## BEGIN TEXT EXTRACT
My father was a policeman but was often absent from work because he was an alcoholic. This increased the pressure on my mother to bring the income from labouring in the fields. My parents argued a lot and he was sometimes violent towards her. I did not want this kind of life.

I was lucky because I was able to focus mainly on my studies. My older sisters did more of the housework than me. I started school at the age of around 6 or 7. I went to the local village school, which was a government school, open to everybody. I could walk there in 10 minutes, no problem. I was good at school and so when I finished high school I took the admission test for college. I passed and studied commerce at the college for three years. The college was in the city, so I travelled by bus for about one hour to get there. I graduated when I was 21 years old.

This is when I also got married. I wanted to be settled, plus I wanted to start my own life away from my quarrelling parents. My uncle, my mother’s brother, introduced my parents to my future husband’s family. They were a nice and respectable family with more money than my own family. I met my husband once before we got married. He seemed fine to me. We had the marriage in the gurdwara and a small party. I was excited about my future life.

Before I was married, I had already submitted my visa to study in the UK. This was my dream. And in a double stroke of luck, I got news that my visa had been awarded on my wedding day! So I only spent one week in my husband’s family home because after this we both flew to the UK. I was planning to study for an MBA at the University of X.

This was in 2009. My husband was able to come with me on a spousal visa, and at the time, this meant that while I studied, he was allowed to work full time. His parents had paid for my tuition fees which came to £8000 for the two-and-a-half year course. They also paid for our rent when we first arrived. A relative of my husband met us at Heathrow when we arrived. We stayed with them in Hounslow for a month and then found our own place in X.
## END TEXT EXTRACT
## BEGIN RECORDED DATA
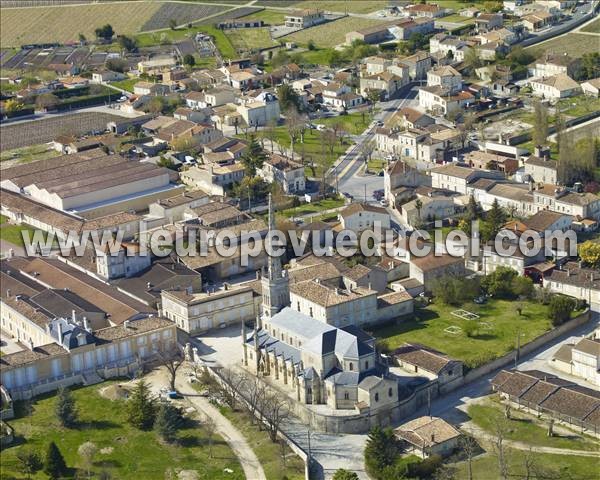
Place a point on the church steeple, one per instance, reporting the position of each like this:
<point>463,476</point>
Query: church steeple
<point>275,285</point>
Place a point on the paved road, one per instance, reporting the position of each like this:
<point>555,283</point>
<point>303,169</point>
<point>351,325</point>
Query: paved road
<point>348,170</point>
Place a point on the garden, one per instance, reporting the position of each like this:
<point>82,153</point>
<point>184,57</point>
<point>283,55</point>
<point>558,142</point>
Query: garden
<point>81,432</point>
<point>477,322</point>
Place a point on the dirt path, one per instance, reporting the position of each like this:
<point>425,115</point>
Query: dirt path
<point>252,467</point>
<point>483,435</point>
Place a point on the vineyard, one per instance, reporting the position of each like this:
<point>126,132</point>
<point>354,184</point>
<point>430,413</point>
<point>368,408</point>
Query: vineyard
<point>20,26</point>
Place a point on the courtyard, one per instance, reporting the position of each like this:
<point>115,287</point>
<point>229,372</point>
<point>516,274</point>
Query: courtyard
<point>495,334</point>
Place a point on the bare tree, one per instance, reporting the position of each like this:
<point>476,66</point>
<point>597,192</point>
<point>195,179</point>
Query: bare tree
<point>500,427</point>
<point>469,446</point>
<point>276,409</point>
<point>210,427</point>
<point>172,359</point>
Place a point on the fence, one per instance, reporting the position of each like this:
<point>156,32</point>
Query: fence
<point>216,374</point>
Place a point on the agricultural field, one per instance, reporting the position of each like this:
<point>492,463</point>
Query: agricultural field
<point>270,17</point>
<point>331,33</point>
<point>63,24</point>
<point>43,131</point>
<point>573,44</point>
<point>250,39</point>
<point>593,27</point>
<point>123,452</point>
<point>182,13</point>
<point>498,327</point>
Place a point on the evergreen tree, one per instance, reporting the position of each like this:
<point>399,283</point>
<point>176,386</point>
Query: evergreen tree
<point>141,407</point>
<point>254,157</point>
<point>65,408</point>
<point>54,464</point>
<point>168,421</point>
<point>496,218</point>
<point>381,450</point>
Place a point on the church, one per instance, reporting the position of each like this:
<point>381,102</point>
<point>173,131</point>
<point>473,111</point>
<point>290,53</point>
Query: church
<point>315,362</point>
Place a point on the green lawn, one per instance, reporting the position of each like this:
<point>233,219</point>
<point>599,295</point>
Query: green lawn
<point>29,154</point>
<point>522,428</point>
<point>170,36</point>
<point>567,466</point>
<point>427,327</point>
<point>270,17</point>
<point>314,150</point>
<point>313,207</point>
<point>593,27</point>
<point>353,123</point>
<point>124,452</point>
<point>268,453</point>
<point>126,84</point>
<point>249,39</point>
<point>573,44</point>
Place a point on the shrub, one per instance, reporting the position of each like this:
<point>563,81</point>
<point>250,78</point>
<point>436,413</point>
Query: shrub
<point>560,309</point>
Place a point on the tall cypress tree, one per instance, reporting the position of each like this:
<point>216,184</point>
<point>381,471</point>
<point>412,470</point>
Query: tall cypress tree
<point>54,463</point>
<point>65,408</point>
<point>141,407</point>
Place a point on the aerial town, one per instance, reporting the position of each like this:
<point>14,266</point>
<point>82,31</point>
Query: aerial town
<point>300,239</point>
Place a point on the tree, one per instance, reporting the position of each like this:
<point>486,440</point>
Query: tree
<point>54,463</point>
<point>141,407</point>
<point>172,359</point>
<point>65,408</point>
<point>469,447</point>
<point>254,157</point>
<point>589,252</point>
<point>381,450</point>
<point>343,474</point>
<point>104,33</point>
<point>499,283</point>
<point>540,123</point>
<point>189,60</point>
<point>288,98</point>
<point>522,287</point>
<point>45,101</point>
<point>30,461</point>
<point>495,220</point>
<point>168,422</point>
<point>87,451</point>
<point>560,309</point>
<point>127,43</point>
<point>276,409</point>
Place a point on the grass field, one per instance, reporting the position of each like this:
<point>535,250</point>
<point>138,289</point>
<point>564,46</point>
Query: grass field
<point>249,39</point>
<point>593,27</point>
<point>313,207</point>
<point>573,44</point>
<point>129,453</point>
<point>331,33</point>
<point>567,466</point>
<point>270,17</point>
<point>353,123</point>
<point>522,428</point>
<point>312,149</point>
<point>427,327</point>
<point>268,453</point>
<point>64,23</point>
## END RECORDED DATA
_WRITTEN INSTRUCTION 1_
Decide whether each statement agrees with the personal account above. Answer yes or no for each, quoting the words of the account that settle it.
(a) The narrator's father worked as a policeman.
(b) The narrator did more of the housework than the older sisters.
(c) The tuition fees for the narrator's course came to £8000.
_WRITTEN INSTRUCTION 2_
According to the personal account, how long did the narrator's bus trip to college take?
_WRITTEN INSTRUCTION 3_
Carry on the personal account about the narrator's early life and move to the UK, starting after its final sentence.

_RESPONSE 1_
(a) Yes: "My father was a policeman"
(b) No: "My older sisters did more of the housework than me."
(c) Yes: "His parents had paid for my tuition fees which came to £8000 for the two-and-a-half year course."

_RESPONSE 2_
About one hour.

_RESPONSE 3_
I remember being nervous about our life in England. I studied English at school, but this was only one lesson in the timetable. The rest of my studies were in Punjabi. There was not much chance to practice speaking English so while my written English and grammar was very good, I could not express myself verbally. Luckily I was enrolled on a 6-month English course at the university before my MBA started so I was more confident in English when I started studying.

Our visa allowed me to work for up to 20 hours a week on top of my studies but I never found a job. My husband, through a friend, found a job in an Indian grocery store, which was full time. He was earning around £220 a week then. We rented a room in a shared house, all Indians. 8 people lived in a 3-bedroom house, I remember that there was one family also staying there, the rest were single men from India, all working locally. Although we lived in the same house, we did our cooking separately from each other. There were never any arguments about housework – we all took turns to clean the kitchen and bathroom. We paid £350 a month rent in this place.

As my course came to an end I gave birth to my daughter. Because of this I was able to extend my student visa for 7 months while I stayed at home to look after my baby. I did not receive any maternity pay or anything like that, I did not know if I was entitled to maternity pay or not, there was nobody to ask. Anyway, we were able to survive on the pay of my husband in the grocery shop.

We returned to India to visit our families with our new baby. We spent two months there but my husband and I were quarrelling. After my course had finished, we could apply for a two-year work visa. He thought we should use the visa to the maximum and that we should both work full time in the UK to make as much money as we could. I also wanted to work but it would not have been possible with a baby. We did not have any family in the UK and there was nobody to look after her. The only way it was possible was if we left our daughter with her grandparents in India. They agreed, thinking that even though they were quite old (my husband’s mum was in her late 50s and his father was in his mid-60s), it would only be for two years.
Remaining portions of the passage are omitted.